→ Description of the task
Extract every line in the entries below that contains the string "reflection" and reproduce each such line in full, unaltered.
-------- Data lines --------
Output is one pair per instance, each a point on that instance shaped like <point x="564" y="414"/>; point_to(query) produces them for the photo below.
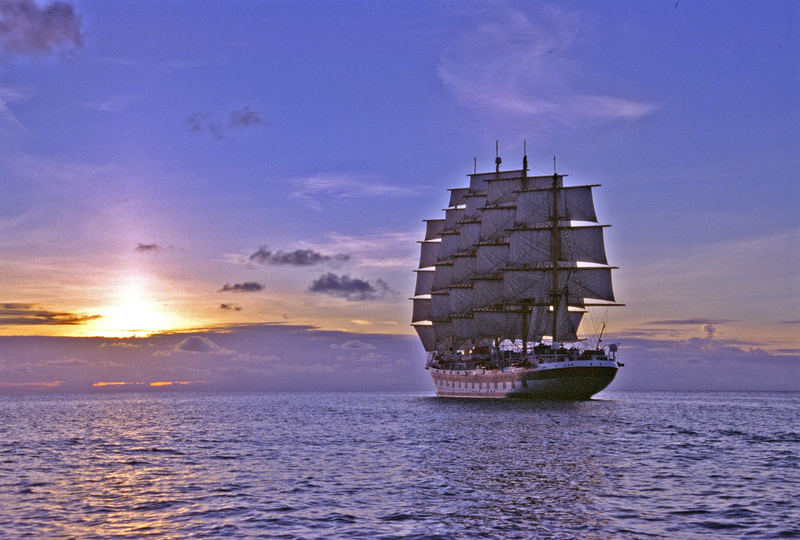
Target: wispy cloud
<point x="298" y="257"/>
<point x="247" y="286"/>
<point x="147" y="247"/>
<point x="244" y="117"/>
<point x="691" y="322"/>
<point x="353" y="345"/>
<point x="391" y="250"/>
<point x="19" y="314"/>
<point x="326" y="185"/>
<point x="111" y="104"/>
<point x="353" y="289"/>
<point x="516" y="65"/>
<point x="237" y="119"/>
<point x="10" y="95"/>
<point x="704" y="363"/>
<point x="29" y="29"/>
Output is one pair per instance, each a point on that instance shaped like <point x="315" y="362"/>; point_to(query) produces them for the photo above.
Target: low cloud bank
<point x="267" y="357"/>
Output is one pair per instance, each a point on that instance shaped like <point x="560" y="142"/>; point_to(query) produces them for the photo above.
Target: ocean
<point x="399" y="465"/>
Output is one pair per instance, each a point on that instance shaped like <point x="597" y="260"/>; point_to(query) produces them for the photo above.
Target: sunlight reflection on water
<point x="372" y="465"/>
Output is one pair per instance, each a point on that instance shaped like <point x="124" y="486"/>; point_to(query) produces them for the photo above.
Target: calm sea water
<point x="626" y="465"/>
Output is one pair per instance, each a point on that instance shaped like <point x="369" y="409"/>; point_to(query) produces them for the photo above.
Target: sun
<point x="134" y="312"/>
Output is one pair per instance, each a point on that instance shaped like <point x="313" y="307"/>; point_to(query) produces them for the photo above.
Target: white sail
<point x="422" y="310"/>
<point x="477" y="183"/>
<point x="449" y="245"/>
<point x="463" y="268"/>
<point x="443" y="334"/>
<point x="583" y="244"/>
<point x="530" y="247"/>
<point x="464" y="327"/>
<point x="574" y="204"/>
<point x="501" y="324"/>
<point x="443" y="276"/>
<point x="424" y="282"/>
<point x="487" y="292"/>
<point x="502" y="190"/>
<point x="537" y="285"/>
<point x="451" y="218"/>
<point x="440" y="305"/>
<point x="433" y="228"/>
<point x="460" y="300"/>
<point x="542" y="182"/>
<point x="474" y="203"/>
<point x="491" y="258"/>
<point x="469" y="234"/>
<point x="429" y="254"/>
<point x="457" y="196"/>
<point x="583" y="283"/>
<point x="490" y="267"/>
<point x="426" y="336"/>
<point x="494" y="221"/>
<point x="567" y="323"/>
<point x="531" y="285"/>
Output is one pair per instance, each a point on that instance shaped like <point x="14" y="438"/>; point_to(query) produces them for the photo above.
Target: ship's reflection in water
<point x="372" y="465"/>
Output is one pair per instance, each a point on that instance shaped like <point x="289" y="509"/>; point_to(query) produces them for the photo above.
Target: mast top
<point x="525" y="157"/>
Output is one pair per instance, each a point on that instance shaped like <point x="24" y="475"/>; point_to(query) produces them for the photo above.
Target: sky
<point x="229" y="194"/>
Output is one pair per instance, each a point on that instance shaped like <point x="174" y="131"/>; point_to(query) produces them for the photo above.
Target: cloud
<point x="238" y="119"/>
<point x="298" y="257"/>
<point x="342" y="186"/>
<point x="28" y="29"/>
<point x="10" y="95"/>
<point x="111" y="104"/>
<point x="353" y="289"/>
<point x="200" y="344"/>
<point x="18" y="314"/>
<point x="692" y="322"/>
<point x="520" y="67"/>
<point x="247" y="286"/>
<point x="147" y="247"/>
<point x="353" y="345"/>
<point x="244" y="117"/>
<point x="703" y="364"/>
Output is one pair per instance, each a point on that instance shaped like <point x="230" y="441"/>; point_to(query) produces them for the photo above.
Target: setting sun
<point x="134" y="313"/>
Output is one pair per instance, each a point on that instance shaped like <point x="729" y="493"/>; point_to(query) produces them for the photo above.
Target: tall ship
<point x="504" y="280"/>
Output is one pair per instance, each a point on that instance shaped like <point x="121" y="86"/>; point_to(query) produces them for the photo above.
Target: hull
<point x="576" y="380"/>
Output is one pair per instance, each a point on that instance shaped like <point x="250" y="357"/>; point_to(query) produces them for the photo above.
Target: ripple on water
<point x="399" y="466"/>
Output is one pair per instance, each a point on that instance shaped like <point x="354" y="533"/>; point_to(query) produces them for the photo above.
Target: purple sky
<point x="256" y="173"/>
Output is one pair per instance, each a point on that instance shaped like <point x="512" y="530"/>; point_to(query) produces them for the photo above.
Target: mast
<point x="497" y="265"/>
<point x="556" y="254"/>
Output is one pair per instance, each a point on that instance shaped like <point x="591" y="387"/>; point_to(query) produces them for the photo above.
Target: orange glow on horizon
<point x="133" y="311"/>
<point x="48" y="384"/>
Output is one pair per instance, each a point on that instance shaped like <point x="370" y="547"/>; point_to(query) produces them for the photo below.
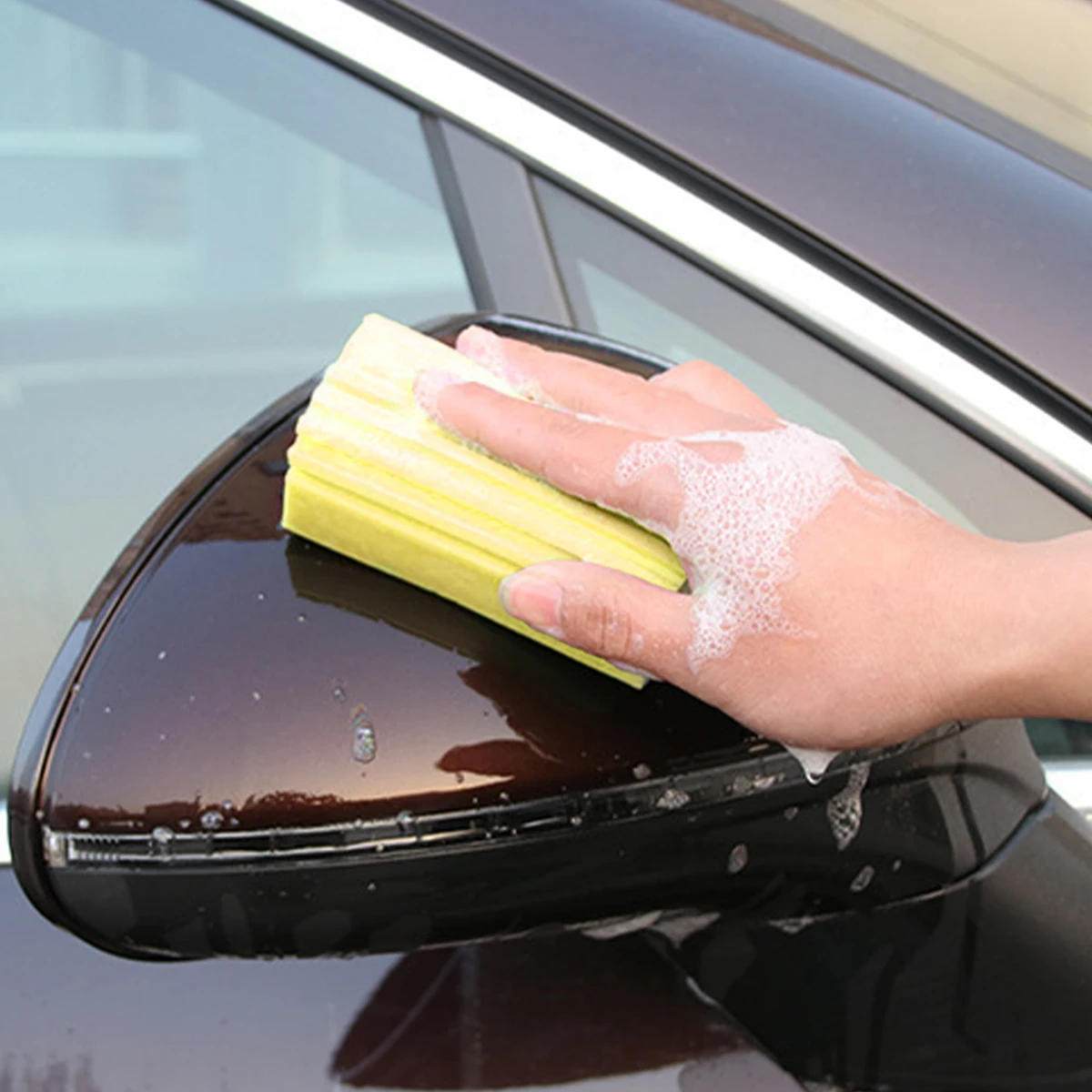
--------
→ Written solution
Target: sunlight reflection on water
Target: ship's reflection in water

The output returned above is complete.